## Required work
Continue the post about Antarctic cooling and sea ice from its last sentence.

## Supplied text
NSIDC Reports That Antarctica is Cooling and Sea Ice is Increasing

By Steven Goddard

Last month we discussed how NASA continues to spread worries about the Antarctic warming and melting.

A January 12, 2010 Earth Observatory article warns that Antarctica

has been losing more than a hundred cubic kilometers (24 cubic miles) of ice each year since 2002” and that “if all of this ice melted, it would raise global sea level by about 60 meter (197 feet).

[Note that is continental ice, not sea ice, – Anthony]

http://earthobservatory.nasa.gov/Features/WilkinsIceSheet/images/wilkins_avh_2007.jpg

NASA’s 1982-2007 map showing Antarctica warming

But NSIDC seems to be thinking differently in their March 3, 2010 newsletter.  They say Antarctica is cooling and sea ice is increasing (makes sense – ice is associated with cold.)  

Sea ice extent in the Antarctic has been unusually high in recent years, both in summer and winter. Overall, the Antarctic is showing small positive trends in total extent. For example, the trend in February extent is now +3.1% per decade. However, the Amundsen and Bellingshausen Seas show a strong negative trend in extent. These overall positive trends may seem counterintuitive in light of what is happening in the Arctic. Our Frequently Asked Questions section briefly explains the general differences between the two polar environments. A recent report (Turner, et. al., 2009) suggests that the ozone hole has resulted in changes in atmospheric circulation leading to cooling and increasing sea ice extents over much of the Antarctic region.

## Records
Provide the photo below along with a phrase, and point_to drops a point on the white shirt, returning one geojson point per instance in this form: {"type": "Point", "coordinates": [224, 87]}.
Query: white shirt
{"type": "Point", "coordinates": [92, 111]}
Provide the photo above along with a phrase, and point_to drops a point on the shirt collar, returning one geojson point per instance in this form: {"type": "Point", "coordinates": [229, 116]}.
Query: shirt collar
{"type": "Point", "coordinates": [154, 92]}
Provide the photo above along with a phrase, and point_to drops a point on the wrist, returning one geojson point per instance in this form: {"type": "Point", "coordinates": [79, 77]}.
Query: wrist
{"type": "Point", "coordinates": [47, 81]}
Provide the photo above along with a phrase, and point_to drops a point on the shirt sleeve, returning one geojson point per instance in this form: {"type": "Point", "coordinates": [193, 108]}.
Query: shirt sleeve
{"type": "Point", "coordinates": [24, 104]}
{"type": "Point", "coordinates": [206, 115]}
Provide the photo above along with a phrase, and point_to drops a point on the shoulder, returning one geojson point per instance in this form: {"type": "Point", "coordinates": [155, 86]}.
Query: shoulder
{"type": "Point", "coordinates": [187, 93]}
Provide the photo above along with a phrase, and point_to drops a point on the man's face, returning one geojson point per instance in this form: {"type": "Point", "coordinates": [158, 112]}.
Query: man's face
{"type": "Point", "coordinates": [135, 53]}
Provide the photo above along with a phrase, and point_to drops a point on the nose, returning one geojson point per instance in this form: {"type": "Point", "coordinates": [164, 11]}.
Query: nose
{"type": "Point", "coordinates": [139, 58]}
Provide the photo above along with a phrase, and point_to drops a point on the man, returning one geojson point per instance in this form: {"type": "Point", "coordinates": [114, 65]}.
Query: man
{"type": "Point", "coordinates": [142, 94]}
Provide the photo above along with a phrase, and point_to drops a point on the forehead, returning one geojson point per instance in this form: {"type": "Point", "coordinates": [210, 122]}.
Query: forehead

## Reply to the exercise
The NSIDC graph below shows the upwards trend in Antarctic Sea Ice.  Some recent years have shown anomalies as high as +30%.

http://nsidc.org/data/seaice_index/images/s_plot_hires.png

http://nsidc.org/data/seaice_index/images/s_plot_hires.png

UAH satellite data also shows Antarctica cooling, as seen in their map below.  (This map is dated November, 2006 – if anyone knows where to get a more recent version, please let me know.)

http://climate.uah.edu/25yearbig.jpg

UAH 25 Year Temperature Trends

Perhaps NASA should have stuck with their original 2004 map below, showing Antarctica’s interior cooling?

http://earthobservatory.nasa.gov/images/imagerecords/6000/6502/antarctic_temps.AVH1982-2004.jpg

NASA’s 1982-2004 map showing Antarctica cooling

While there’s no dispute that there’s some sea ice loss in the Antarctic peninsula, all signs seem to point in the opposite direction of what some what have you believe about Antarctica as a continent.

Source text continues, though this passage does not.